**Task brief:**
Render every line of the records below as a Markdown table with the columns "No." and "Line", one row per line, numbering the rows in order. Skip blank lines and omit the pictures.

**Task input:**
-----
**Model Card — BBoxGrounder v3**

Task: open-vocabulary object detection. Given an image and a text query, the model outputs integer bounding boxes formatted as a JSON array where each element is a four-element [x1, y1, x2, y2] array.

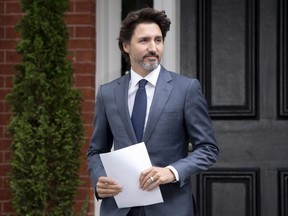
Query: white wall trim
[[154, 0, 180, 73], [96, 0, 121, 93]]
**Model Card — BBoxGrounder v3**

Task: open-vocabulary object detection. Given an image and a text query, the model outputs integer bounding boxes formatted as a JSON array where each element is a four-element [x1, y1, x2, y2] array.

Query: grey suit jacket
[[87, 67, 218, 216]]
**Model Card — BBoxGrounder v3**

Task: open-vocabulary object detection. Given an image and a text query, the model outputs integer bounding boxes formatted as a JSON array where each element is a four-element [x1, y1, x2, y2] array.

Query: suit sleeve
[[172, 79, 219, 186], [87, 87, 113, 193]]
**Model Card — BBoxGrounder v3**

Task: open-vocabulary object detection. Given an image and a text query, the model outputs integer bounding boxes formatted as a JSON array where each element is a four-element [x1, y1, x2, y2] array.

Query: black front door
[[180, 0, 288, 216]]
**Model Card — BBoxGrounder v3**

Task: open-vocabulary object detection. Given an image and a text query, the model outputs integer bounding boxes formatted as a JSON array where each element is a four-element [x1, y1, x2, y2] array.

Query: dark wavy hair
[[118, 8, 171, 64]]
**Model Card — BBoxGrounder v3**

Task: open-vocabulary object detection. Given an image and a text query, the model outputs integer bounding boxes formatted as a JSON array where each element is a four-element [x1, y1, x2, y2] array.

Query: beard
[[134, 53, 160, 72]]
-----
**Task result:**
| No. | Line |
|---|---|
| 1 | **Model Card — BBoxGrounder v3** |
| 2 | Task: open-vocabulary object detection. Given an image and a text query, the model outputs integer bounding boxes formatted as a JSON array where each element is a four-element [x1, y1, x2, y2] array. |
| 3 | Query: white wall trim |
| 4 | [[154, 0, 180, 73], [96, 0, 121, 93]] |
| 5 | **Model Card — BBoxGrounder v3** |
| 6 | Task: open-vocabulary object detection. Given an image and a text query, the model outputs integer bounding boxes formatted as a JSON array where each element is a four-element [x1, y1, x2, y2] array. |
| 7 | Query: grey suit jacket |
| 8 | [[87, 67, 218, 216]] |
| 9 | **Model Card — BBoxGrounder v3** |
| 10 | Task: open-vocabulary object detection. Given an image and a text query, the model outputs integer bounding boxes formatted as a JSON array where each element is a four-element [x1, y1, x2, y2] array. |
| 11 | Query: suit sleeve |
| 12 | [[172, 79, 219, 186], [87, 87, 113, 193]] |
| 13 | **Model Card — BBoxGrounder v3** |
| 14 | Task: open-vocabulary object detection. Given an image and a text query, the model outputs integer bounding boxes formatted as a JSON array where each element is a four-element [x1, y1, x2, y2] array. |
| 15 | Query: black front door |
| 16 | [[180, 0, 288, 216]] |
| 17 | **Model Card — BBoxGrounder v3** |
| 18 | Task: open-vocabulary object detection. Given an image and a text query, the model outputs integer bounding boxes formatted as a JSON array where each element is a four-element [x1, y1, x2, y2] array. |
| 19 | Query: dark wavy hair |
| 20 | [[118, 8, 171, 64]] |
| 21 | **Model Card — BBoxGrounder v3** |
| 22 | Task: open-vocabulary object detection. Given an image and a text query, the model outputs integer bounding boxes formatted as a JSON array where each element is a four-element [x1, y1, x2, y2] array. |
| 23 | Query: beard |
| 24 | [[134, 53, 160, 72]] |